__EXTRACT__.
+ + + + + + +

# Introduction

In this notebook, we run a series of database operations using standard Pandas, running on CPU. These values will be logged into MLFlow and used as reference to compare with the GPU accelerated version using CUDF. 

# About the data

The data we'll be working with is a subset of the [USA 514 Stocks Prices NASDAQ NYSE dataset](https://www.kaggle.com/datasets/olegshpagin/usa-stocks-prices-ohlcv) from Kaggle. This was segmented in differently sized samples, with 5M, 10M, 15M and 20M data entries, and should be set up as an asset (Dataset) called USA_Stocks on the AI Studio project. This code tests whether your dataset is properly setup:

In [1]:
import os.path

if os.path.exists("/home/jovyan/datafabric/USA_Stocks/usa_stocks_5m.parquet") and \
   os.path.exists("/home/jovyan/datafabric/USA_Stocks/usa_stocks_10m.parquet") and \
   os.path.exists("/home/jovyan/datafabric/USA_Stocks/usa_stocks_15m.parquet") and \
   os.path.exists("/home/jovyan/datafabric/USA_Stocks/usa_stocks_20m.parquet"):
    print("Dataset is properly configured")

+ + + + + + +

__COMPLETE THE FOLLOWING__.
• A. Why does the notebook run its database operations with standard Pandas on the CPU? Answer in one to three sentences.
• B. Please extend the notebook, picking up right after the last line of its dataset check.
You won't need the data that comes next.

[Stored data entries]
+ + + + + + +

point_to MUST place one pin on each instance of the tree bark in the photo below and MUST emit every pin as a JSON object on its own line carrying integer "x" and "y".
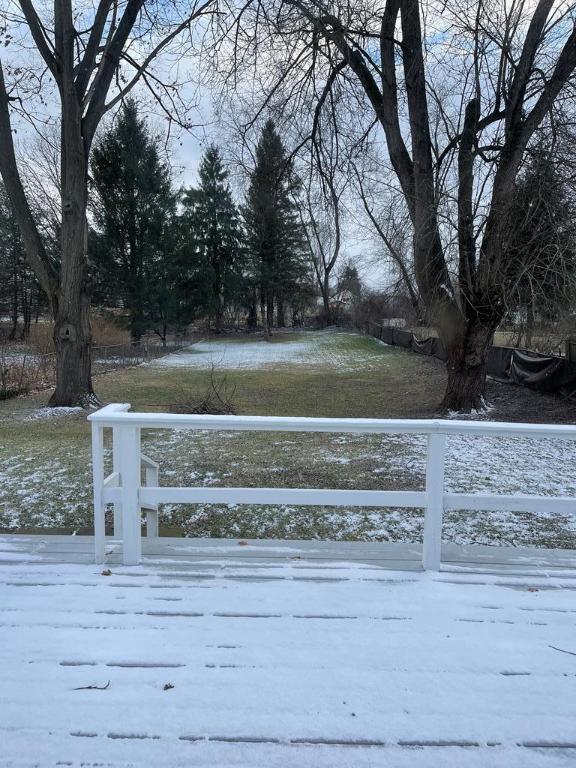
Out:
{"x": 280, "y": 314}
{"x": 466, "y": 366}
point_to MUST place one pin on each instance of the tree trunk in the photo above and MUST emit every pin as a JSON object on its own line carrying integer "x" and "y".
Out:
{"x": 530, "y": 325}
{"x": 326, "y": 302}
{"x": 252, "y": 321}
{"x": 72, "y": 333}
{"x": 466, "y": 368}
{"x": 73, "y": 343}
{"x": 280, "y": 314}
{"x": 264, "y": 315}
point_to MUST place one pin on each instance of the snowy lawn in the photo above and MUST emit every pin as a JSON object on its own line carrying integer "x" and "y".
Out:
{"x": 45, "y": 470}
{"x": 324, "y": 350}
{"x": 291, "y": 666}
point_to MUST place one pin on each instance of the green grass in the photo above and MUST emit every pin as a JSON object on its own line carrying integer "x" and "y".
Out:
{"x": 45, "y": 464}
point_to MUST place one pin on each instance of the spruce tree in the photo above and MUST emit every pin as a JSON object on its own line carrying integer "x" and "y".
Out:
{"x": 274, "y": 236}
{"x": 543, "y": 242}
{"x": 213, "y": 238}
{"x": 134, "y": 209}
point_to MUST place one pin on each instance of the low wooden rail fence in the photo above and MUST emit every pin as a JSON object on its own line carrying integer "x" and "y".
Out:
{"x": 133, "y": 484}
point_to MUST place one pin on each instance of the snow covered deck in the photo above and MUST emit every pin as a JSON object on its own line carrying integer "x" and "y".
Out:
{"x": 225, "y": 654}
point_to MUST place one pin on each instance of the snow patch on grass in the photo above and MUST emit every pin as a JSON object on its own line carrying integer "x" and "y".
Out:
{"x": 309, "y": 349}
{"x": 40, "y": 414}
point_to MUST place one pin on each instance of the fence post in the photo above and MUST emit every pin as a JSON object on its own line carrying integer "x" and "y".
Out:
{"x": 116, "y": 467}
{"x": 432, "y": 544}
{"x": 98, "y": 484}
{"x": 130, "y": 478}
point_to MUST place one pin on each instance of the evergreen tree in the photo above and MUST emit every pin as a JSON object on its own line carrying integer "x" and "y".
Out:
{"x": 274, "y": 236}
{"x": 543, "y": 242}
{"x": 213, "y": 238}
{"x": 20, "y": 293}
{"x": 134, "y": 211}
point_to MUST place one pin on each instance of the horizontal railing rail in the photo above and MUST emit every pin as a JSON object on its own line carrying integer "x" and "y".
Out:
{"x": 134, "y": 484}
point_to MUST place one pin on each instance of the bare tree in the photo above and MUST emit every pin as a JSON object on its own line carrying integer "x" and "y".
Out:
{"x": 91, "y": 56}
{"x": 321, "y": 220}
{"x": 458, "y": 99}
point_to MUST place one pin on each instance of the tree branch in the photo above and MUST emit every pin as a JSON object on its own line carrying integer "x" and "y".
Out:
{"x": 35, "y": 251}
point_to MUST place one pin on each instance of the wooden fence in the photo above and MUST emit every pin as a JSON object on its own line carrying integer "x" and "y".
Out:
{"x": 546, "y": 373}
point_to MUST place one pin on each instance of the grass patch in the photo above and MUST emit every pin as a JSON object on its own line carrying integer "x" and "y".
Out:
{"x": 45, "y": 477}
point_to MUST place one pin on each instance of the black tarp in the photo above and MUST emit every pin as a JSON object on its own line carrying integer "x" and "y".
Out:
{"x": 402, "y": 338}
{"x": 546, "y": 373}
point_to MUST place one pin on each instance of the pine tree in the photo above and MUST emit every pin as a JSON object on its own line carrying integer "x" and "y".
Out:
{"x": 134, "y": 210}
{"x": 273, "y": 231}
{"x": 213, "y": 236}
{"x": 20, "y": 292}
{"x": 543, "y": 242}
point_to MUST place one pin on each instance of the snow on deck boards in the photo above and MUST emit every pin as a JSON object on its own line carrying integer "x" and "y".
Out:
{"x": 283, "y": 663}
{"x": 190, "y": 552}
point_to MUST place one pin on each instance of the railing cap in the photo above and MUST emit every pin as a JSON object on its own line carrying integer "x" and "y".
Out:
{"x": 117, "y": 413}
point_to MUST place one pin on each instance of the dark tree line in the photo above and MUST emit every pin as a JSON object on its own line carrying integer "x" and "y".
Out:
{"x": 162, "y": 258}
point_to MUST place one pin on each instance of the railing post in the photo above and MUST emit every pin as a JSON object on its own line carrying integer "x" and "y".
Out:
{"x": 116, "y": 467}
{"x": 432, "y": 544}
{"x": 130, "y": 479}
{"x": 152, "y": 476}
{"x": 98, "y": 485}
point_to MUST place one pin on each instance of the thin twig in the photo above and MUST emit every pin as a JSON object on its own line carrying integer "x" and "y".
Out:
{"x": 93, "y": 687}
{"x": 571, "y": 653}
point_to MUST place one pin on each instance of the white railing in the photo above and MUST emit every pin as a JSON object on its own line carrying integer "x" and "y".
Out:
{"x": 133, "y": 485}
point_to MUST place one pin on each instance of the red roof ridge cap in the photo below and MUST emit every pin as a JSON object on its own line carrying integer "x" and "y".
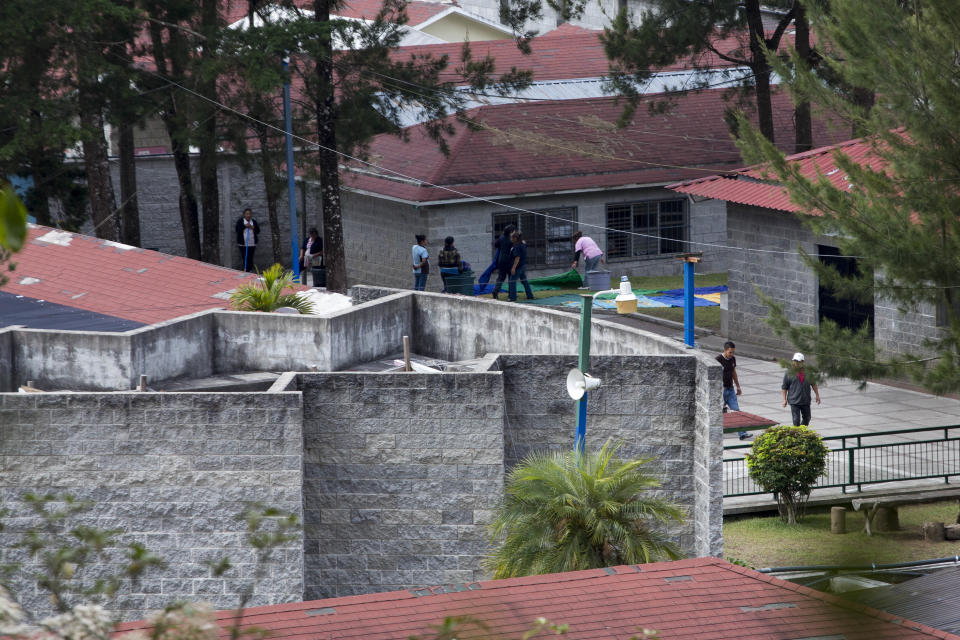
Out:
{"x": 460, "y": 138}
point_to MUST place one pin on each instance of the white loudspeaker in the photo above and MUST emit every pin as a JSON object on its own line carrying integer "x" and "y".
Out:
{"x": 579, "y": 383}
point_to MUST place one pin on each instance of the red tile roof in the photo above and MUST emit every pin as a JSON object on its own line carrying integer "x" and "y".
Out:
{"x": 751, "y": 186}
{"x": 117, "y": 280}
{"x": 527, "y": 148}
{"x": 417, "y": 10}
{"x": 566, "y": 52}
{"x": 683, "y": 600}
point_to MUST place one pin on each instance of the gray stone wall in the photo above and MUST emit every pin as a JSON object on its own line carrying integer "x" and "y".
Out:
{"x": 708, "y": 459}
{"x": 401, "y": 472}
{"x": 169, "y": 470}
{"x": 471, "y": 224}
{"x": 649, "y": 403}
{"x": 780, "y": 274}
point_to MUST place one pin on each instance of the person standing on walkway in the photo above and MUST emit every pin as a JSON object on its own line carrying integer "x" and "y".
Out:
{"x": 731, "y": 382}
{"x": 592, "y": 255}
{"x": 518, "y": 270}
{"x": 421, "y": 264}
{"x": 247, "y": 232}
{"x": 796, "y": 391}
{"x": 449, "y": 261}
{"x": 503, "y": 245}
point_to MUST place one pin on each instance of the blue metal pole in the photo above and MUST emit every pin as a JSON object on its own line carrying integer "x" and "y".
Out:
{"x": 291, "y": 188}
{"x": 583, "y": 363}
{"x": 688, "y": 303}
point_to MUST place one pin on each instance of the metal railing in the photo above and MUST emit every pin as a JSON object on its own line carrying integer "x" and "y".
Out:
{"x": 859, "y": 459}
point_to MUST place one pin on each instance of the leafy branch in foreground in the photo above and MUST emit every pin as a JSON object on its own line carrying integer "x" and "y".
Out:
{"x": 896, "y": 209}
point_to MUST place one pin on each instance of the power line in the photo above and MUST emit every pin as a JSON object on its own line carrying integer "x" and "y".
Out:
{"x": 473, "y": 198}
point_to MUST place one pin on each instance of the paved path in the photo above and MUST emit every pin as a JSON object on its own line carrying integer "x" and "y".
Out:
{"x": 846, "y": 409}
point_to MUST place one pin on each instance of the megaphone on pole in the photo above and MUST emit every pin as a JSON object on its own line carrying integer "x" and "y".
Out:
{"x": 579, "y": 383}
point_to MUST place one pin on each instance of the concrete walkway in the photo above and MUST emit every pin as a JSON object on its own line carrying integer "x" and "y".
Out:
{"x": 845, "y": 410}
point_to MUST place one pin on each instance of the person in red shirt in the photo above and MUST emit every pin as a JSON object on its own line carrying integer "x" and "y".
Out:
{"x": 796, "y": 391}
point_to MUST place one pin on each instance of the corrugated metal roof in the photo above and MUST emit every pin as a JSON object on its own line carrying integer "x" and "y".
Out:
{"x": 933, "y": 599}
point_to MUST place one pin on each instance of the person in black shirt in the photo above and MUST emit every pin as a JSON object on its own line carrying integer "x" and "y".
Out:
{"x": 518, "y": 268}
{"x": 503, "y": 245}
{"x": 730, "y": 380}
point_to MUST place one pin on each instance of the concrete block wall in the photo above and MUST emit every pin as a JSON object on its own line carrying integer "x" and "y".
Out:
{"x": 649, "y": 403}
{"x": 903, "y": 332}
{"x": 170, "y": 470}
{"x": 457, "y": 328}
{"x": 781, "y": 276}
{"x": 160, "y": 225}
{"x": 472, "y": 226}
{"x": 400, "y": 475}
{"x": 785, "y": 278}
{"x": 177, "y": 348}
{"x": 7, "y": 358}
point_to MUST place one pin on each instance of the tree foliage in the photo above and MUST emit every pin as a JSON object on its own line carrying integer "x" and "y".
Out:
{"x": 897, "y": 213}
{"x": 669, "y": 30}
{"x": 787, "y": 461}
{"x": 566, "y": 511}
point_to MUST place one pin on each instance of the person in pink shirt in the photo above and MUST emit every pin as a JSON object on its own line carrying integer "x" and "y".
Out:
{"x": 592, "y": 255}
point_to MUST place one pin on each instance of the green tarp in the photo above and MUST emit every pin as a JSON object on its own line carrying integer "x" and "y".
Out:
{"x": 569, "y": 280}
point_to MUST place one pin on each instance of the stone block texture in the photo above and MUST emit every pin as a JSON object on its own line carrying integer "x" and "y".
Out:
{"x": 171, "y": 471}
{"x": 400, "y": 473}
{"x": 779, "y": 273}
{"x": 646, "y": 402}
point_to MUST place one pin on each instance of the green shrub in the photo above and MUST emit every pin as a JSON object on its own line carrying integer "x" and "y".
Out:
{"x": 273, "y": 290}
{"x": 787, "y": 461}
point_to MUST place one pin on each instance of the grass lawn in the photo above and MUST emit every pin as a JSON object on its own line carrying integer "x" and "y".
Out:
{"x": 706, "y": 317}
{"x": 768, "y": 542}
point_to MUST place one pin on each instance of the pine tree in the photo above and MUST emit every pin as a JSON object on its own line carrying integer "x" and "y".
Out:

+ + + + + + +

__ANSWERS BELOW__.
• A. The values from these CPU runs are logged into MLFlow. They then serve as a reference for comparison with the GPU-accelerated version that uses CUDF.

• B.
else:
    print("Dataset is not properly configured. Please, create and download the assets on your project on AI Studio")


Dataset is properly configured


# Analysis in standard Pandas

In the next cells, we will define functions to run different operations in datasets:
  * A function to describe the dataset
  * A function to aggregate results grouped by "ticker" (the identifier of each stock)
  * A function to aggregate by ticker, year and week
  * A function to retrieve a rolling window with a given number of days for each ticker

For each of these functions, the result will be displayed, and the necessary time to run will be logged into MLFlow. These functions will then be applied to the given set of samples in sample_sizes (e.g. [5, 10, 15, 20]). Bigger samples (15M and 20M) might be too heavy depending on the setup of your computer, so we recommend to configure the desired sample sizes according to the available resources:
    

In [2]:
import pandas as pd
import mlflow
import timeit

sample_sizes = [5, 10]
rolling_windows = [7]

In [3]:
import time
def describe(df):
    start_time = time.time()
    result = df.describe
    return time.time() - start_time, result

def simple_aggregation(df):
    start_time = time.time()
    result = df.groupby("ticker").agg({"datetime": ["min", "max", "count"]})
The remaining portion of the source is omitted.